(Records)
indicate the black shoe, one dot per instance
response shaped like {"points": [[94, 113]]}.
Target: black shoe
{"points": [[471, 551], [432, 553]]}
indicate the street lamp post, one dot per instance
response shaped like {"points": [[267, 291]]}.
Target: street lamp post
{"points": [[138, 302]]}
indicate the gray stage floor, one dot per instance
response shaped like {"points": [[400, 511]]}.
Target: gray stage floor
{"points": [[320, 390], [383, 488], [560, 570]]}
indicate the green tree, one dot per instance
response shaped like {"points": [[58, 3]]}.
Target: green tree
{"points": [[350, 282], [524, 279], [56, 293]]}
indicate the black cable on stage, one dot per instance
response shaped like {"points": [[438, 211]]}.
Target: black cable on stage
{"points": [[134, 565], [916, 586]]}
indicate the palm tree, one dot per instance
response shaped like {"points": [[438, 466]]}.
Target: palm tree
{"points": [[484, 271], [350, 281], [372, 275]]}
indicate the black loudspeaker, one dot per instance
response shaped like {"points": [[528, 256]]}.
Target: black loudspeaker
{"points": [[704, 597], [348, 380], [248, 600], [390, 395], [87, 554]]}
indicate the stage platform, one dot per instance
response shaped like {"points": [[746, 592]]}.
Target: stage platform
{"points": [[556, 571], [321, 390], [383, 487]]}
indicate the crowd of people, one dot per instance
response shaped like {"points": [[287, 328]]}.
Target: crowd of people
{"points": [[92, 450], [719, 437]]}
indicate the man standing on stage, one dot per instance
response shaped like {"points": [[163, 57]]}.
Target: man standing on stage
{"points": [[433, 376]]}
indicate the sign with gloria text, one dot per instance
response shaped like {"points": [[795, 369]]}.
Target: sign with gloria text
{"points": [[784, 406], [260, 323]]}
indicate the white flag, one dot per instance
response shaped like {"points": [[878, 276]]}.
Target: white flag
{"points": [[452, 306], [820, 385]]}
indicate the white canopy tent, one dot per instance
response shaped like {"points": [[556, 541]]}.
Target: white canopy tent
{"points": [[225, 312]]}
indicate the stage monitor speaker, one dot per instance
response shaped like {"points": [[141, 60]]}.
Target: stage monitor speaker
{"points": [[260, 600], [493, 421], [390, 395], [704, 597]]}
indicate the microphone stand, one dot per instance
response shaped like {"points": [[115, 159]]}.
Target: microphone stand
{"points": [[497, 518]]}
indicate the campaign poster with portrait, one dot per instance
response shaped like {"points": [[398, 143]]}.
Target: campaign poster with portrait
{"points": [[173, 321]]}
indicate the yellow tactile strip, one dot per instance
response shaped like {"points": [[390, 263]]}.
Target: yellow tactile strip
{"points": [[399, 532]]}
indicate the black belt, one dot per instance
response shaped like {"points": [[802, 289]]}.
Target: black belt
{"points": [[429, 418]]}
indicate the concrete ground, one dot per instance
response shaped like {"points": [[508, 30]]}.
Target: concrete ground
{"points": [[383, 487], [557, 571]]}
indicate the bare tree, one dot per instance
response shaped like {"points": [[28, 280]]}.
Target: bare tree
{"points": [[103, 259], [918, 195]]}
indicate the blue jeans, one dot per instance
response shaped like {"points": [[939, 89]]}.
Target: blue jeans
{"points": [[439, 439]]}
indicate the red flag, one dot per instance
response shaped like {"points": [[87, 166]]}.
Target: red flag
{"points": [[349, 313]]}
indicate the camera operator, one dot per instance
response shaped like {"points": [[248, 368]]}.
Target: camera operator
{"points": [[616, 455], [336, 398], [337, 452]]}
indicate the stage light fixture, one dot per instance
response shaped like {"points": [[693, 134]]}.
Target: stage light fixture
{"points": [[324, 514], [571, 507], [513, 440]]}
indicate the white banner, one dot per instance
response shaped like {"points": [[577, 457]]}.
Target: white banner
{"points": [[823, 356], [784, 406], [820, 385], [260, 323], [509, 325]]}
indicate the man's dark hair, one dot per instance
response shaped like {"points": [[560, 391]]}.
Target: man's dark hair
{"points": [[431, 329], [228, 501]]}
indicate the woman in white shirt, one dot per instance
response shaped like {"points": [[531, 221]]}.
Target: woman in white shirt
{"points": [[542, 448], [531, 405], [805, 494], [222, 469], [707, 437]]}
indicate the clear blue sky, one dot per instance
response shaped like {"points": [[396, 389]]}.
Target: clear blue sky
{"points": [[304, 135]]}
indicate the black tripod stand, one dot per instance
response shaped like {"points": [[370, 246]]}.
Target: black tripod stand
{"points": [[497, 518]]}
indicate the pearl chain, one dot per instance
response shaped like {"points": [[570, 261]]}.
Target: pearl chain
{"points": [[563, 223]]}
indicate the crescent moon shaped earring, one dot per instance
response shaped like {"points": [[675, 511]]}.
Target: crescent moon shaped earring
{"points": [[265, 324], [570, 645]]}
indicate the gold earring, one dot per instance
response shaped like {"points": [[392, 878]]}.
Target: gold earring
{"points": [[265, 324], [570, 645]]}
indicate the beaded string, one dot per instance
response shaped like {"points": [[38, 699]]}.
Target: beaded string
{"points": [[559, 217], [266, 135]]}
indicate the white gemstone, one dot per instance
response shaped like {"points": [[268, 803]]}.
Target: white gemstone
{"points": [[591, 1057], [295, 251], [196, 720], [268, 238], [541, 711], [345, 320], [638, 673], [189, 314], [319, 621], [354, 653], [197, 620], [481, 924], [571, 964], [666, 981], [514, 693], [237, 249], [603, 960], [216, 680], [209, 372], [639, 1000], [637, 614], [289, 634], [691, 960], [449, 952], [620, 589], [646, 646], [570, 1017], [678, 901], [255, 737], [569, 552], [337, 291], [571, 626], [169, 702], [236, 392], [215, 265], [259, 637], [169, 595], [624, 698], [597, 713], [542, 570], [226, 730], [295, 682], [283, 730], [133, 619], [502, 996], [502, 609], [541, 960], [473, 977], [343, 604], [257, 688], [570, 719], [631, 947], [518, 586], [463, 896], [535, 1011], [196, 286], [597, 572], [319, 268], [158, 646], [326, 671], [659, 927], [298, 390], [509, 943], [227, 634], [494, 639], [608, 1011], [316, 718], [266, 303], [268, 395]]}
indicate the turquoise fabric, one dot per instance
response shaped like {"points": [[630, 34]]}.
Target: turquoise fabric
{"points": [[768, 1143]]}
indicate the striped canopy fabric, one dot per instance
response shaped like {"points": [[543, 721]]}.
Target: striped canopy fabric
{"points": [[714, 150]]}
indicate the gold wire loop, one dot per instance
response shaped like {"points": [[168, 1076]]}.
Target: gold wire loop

• Short exercise: Repeat exactly, and only, the lines of the records above, starting with the line that contains "indicate the turquoise" and ending with the final line, both included.

• Response to this task:
indicate the turquoise fabric, one dot per instance
response shaped like {"points": [[630, 34]]}.
Target: turquoise fabric
{"points": [[768, 1143]]}
indicate the striped canopy fabric, one dot per instance
response shaped like {"points": [[543, 721]]}.
Target: striped canopy fabric
{"points": [[714, 150]]}
indicate the gold wire loop, one dot per instance
response shaped like {"points": [[168, 1076]]}.
Target: gold wire loop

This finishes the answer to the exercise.